DONNÉES À TRAITER —
•••

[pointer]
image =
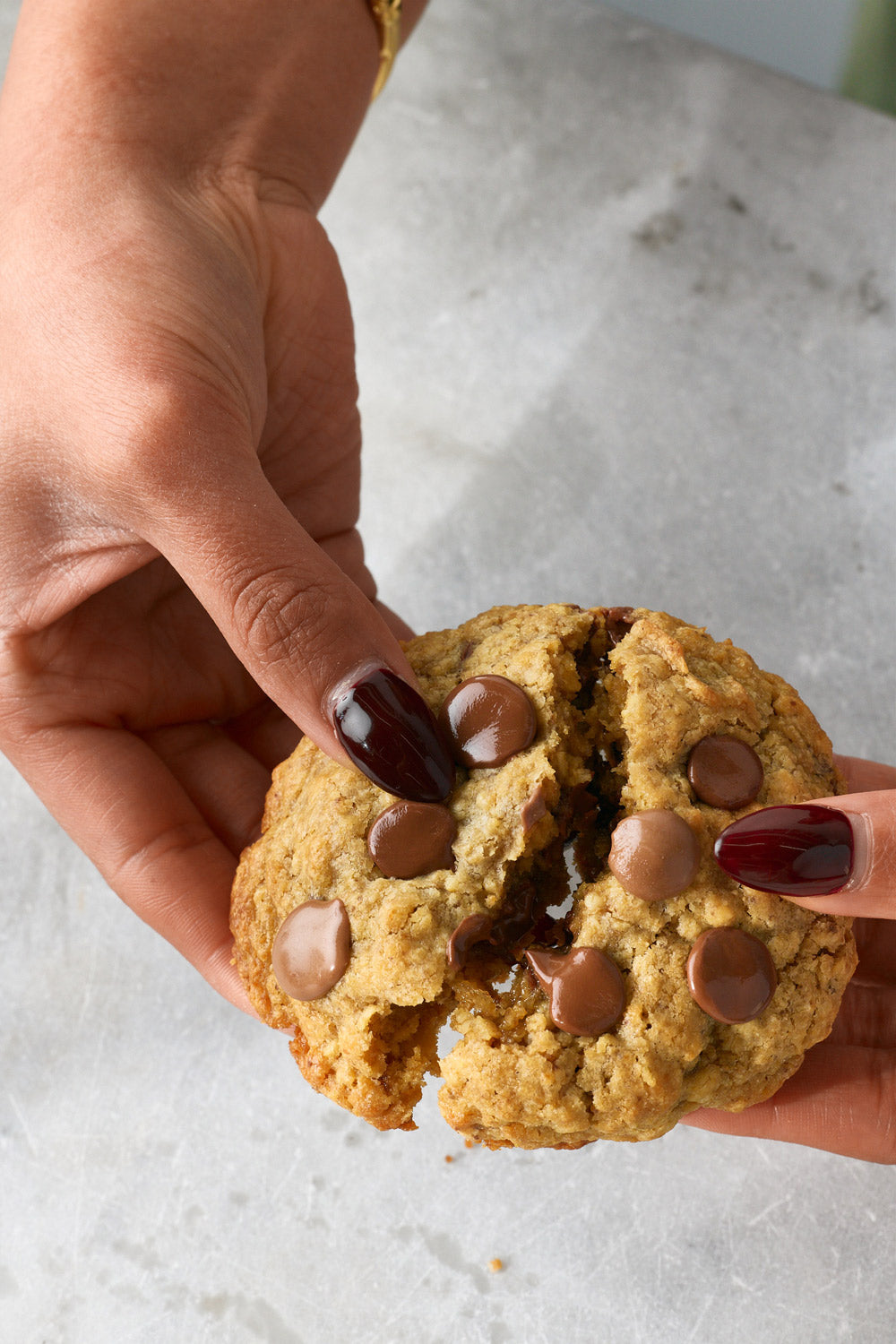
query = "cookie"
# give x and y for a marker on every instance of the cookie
(563, 910)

•••

TÂCHE À RÉALISER — Extrayez chacune des lignes ci-dessus qui contient la chaîne "cookie", en tenant compte de la casse.

RÉPONSE ATTENDUE —
query = "cookie"
# give x and y for a marker on every instance of the cookie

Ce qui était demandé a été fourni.